** Begin Supplied material **

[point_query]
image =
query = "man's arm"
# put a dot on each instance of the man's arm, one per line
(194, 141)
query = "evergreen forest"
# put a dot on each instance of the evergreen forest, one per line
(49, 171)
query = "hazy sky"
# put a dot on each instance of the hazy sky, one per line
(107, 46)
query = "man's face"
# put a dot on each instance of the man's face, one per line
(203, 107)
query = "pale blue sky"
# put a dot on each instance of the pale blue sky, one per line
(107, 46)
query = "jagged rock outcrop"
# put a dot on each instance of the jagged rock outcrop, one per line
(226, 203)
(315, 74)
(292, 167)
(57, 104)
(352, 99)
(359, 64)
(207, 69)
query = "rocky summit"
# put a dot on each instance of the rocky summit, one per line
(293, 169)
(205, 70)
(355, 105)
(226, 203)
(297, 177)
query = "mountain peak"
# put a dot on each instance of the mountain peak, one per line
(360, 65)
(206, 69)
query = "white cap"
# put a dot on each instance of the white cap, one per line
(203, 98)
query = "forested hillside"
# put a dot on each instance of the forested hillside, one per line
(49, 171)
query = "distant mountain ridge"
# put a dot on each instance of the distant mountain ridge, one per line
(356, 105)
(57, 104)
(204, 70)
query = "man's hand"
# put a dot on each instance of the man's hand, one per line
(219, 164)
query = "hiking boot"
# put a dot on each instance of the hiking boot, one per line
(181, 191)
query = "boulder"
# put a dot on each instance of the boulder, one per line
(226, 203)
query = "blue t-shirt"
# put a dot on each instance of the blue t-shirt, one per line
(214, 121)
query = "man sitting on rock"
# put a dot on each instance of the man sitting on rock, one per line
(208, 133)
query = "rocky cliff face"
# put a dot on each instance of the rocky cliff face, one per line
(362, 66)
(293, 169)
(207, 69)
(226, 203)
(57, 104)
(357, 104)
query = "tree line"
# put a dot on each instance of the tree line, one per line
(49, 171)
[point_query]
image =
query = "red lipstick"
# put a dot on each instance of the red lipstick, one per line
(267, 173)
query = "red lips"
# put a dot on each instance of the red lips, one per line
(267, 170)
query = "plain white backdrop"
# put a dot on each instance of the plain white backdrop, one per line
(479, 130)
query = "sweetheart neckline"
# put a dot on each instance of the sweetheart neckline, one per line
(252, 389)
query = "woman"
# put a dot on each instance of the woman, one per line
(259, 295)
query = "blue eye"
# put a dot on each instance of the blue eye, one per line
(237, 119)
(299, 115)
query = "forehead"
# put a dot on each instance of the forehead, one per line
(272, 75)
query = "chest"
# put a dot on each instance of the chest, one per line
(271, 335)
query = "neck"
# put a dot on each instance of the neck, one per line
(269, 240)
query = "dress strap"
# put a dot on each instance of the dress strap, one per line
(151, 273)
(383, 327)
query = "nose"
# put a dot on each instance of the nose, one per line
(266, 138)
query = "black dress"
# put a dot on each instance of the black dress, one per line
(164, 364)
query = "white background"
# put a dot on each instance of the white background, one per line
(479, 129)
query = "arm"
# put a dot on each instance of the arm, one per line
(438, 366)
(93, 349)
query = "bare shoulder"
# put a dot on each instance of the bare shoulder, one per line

** End Supplied material **

> **Instructions for the task**: Type the whole listing again, unaltered.

> **Answer to this problem**:
[point_query]
image =
query = "man's arm"
# put a dot on each instance of the man's arm, one per line
(194, 141)
query = "evergreen forest"
# put a dot on each instance of the evergreen forest, one per line
(49, 171)
query = "hazy sky"
# put a dot on each instance of the hazy sky, one per line
(107, 46)
query = "man's face"
# put a dot on each instance of the man's face, one per line
(203, 107)
query = "pale blue sky"
# put a dot on each instance of the pale blue sky, one per line
(107, 46)
query = "jagged rock outcrop"
# put a dot on each instance of the jagged rock outcrop, one per line
(226, 203)
(315, 74)
(292, 167)
(57, 104)
(352, 99)
(359, 64)
(207, 69)
query = "rocky summit"
# put a dot on each instance of the rocky summit, one per line
(293, 169)
(205, 70)
(355, 105)
(226, 203)
(297, 177)
query = "mountain peak"
# put a dot on each instance of the mountain peak, one per line
(360, 65)
(206, 69)
query = "white cap"
# put a dot on each instance of the white cap, one per line
(203, 98)
query = "forested hillside"
# put a dot on each instance of the forested hillside, one per line
(49, 171)
query = "distant mountain ridge"
# put a dot on each instance of the distant mountain ridge, one per line
(356, 105)
(57, 104)
(204, 70)
query = "man's hand"
# put a dot on each instance of the man's hand, one per line
(219, 164)
query = "hiking boot"
# put a dot on each instance of the hiking boot, one per line
(181, 191)
query = "boulder"
# put a dot on each instance of the boulder, one per line
(226, 203)
query = "blue t-shirt"
# put a dot on each instance of the blue t-shirt, one per line
(214, 121)
query = "man sitting on rock"
# put a dot on each instance of the man sitting on rock, one per line
(208, 133)
query = "rocky cliff face"
# put a dot on each instance of the rocky cliff face, one per line
(362, 66)
(293, 169)
(207, 69)
(226, 203)
(57, 104)
(357, 104)
query = "tree line"
# put a dot on each instance of the tree line, one per line
(49, 171)
[point_query]
image =
query = "red lipstick"
# put a dot on each instance of the red lipstick, one per line
(267, 173)
query = "red lips"
# put a dot on each instance of the red lips, one per line
(267, 170)
query = "plain white backdrop"
# put a dot on each instance of the plain white backdrop, one per line
(479, 130)
query = "sweetheart neckline"
# put a dot on each instance of the sweetheart neckline, one per line
(252, 389)
query = "woman"
# put a dot on each instance of the woman, one per line
(259, 295)
query = "blue eye"
# put a dot on each instance of the blue eye, one per line
(237, 119)
(299, 115)
query = "forehead"
# put a dot on each instance of the forehead, one per line
(272, 75)
query = "chest"
# put a dot on each instance of the chest, one per line
(271, 335)
query = "neck"
# put a dot on each instance of the neck, one per line
(269, 240)
query = "dress strap"
# put a dot on each instance of the dress strap, one per line
(151, 273)
(383, 327)
query = "nose"
# put a dot on each instance of the nose, one per line
(266, 138)
query = "black dress"
# put a dot on each instance of the black dress, one per line
(164, 364)
query = "white background"
# put a dot on each instance of the white background, one per line
(479, 129)
query = "arm"
# put a dot on each instance of the arm, one per line
(438, 366)
(93, 349)
query = "bare shoulder"
# put a dot on each instance of the bare shoulder, one per line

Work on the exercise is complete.